— Aim of the exercise —
Rewrite the entries from the line containing "Look at the photograph above. For each instance of the ginger" up to and including the line containing "x=165, y=134". Leave the requests and their sample points unchanged, scale every answer coordinate by 2.2, round each result to a whole number with halves rounded up, and give only those lines.

* Begin Recorded data *

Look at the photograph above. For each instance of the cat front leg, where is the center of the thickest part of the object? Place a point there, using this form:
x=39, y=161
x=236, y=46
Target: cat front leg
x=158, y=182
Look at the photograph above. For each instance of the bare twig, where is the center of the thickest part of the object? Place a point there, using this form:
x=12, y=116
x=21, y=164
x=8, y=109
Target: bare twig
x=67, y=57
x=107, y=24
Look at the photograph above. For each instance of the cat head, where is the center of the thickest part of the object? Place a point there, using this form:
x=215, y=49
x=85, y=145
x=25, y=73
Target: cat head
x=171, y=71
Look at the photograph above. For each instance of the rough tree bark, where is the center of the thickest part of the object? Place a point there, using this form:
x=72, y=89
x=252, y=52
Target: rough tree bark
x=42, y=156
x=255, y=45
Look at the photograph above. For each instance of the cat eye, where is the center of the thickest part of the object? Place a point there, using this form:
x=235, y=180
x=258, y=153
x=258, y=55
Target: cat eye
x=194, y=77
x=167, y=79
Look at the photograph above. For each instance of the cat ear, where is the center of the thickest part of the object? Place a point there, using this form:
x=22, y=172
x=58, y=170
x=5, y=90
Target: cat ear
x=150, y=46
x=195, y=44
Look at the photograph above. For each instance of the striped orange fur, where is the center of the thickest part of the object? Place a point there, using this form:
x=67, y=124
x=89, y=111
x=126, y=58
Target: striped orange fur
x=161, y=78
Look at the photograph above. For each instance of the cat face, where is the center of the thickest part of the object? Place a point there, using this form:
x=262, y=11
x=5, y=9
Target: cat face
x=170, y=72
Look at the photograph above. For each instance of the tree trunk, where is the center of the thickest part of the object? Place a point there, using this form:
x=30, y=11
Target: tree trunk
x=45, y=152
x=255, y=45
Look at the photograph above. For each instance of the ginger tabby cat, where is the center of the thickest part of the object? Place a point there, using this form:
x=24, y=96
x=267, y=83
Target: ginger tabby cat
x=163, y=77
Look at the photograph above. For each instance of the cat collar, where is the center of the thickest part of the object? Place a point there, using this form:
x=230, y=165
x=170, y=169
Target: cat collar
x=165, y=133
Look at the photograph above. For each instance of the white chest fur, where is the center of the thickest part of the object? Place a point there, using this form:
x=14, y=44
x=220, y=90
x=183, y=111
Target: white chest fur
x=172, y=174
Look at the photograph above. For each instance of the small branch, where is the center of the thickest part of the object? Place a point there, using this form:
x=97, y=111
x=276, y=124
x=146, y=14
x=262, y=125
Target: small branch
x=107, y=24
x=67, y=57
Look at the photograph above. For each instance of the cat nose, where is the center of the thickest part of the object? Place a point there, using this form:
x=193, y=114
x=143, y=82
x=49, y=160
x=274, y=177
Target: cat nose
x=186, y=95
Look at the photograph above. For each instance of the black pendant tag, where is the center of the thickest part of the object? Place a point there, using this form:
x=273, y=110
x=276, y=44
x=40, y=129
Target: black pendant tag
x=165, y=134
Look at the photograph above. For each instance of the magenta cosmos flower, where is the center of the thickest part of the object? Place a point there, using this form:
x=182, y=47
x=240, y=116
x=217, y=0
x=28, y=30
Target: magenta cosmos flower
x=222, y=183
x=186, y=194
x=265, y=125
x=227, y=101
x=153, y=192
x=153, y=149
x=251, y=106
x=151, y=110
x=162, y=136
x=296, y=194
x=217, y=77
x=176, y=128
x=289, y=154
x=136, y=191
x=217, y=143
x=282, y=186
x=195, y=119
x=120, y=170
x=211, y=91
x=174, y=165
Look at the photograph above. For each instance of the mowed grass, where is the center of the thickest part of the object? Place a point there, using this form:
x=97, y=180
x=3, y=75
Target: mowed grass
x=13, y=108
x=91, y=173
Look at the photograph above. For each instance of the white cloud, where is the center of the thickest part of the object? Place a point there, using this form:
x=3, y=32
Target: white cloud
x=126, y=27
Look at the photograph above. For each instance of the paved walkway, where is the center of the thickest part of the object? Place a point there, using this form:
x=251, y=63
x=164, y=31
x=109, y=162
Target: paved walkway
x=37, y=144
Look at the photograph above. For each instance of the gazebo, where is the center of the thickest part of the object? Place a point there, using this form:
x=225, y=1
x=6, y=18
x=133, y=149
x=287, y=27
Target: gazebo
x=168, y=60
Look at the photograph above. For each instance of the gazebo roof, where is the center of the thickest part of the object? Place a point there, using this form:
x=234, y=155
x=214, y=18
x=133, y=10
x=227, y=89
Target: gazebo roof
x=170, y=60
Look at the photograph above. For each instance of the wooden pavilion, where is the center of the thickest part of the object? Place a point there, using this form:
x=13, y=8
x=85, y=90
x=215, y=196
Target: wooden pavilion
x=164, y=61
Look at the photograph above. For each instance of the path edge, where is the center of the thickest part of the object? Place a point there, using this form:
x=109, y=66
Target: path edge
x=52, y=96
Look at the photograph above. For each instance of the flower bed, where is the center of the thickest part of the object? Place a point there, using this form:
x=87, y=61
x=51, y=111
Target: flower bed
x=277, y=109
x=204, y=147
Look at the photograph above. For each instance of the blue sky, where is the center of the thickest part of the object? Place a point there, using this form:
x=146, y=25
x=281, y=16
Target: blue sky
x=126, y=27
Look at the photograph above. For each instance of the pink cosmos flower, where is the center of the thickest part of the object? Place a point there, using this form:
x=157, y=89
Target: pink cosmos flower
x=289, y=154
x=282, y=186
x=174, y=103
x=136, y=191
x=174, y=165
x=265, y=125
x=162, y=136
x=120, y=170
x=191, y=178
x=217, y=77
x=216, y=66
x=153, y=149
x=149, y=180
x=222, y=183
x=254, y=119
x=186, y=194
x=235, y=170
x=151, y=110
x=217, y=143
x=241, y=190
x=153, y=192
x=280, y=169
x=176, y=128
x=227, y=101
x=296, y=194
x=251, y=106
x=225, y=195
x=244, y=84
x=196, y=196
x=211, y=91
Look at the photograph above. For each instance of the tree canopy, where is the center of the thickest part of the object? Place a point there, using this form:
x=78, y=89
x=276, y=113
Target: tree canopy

* End Recorded data *

— Solved exercise —
Look at the photograph above. For each instance of the ginger tabby cat, where is the center of the thickest part of the object? Place a point there, using this form:
x=24, y=96
x=267, y=83
Target: ginger tabby cat
x=359, y=169
Look at the photograph above. For each instance of the cat collar, where is the center of the thickest part of the object? Place a point there, using this form:
x=230, y=165
x=170, y=169
Target: cat collar
x=363, y=293
Look at the photograph above. For each instance of the white chest fur, where is the center of the thickest part of the object? Place a point there, using this form:
x=14, y=44
x=220, y=90
x=183, y=111
Target: white chest fur
x=378, y=383
Look at the photograph above. For each instance of the small branch, where is the center of the thickest part of the object? Place a point there, using this form:
x=97, y=111
x=276, y=124
x=146, y=14
x=262, y=125
Target: small branch
x=235, y=53
x=147, y=125
Look at the photograph above. For each instance of the cat nose, where is the center of the thickest part of the object? Place a point there, using this form:
x=193, y=114
x=143, y=82
x=49, y=160
x=274, y=177
Target: cat nose
x=409, y=209
Look at the photograph above. For each instance of the black pendant tag, where is the center of the thickest part of the object? Place a point there, using this form:
x=273, y=110
x=276, y=44
x=40, y=129
Target: black pendant tag
x=363, y=295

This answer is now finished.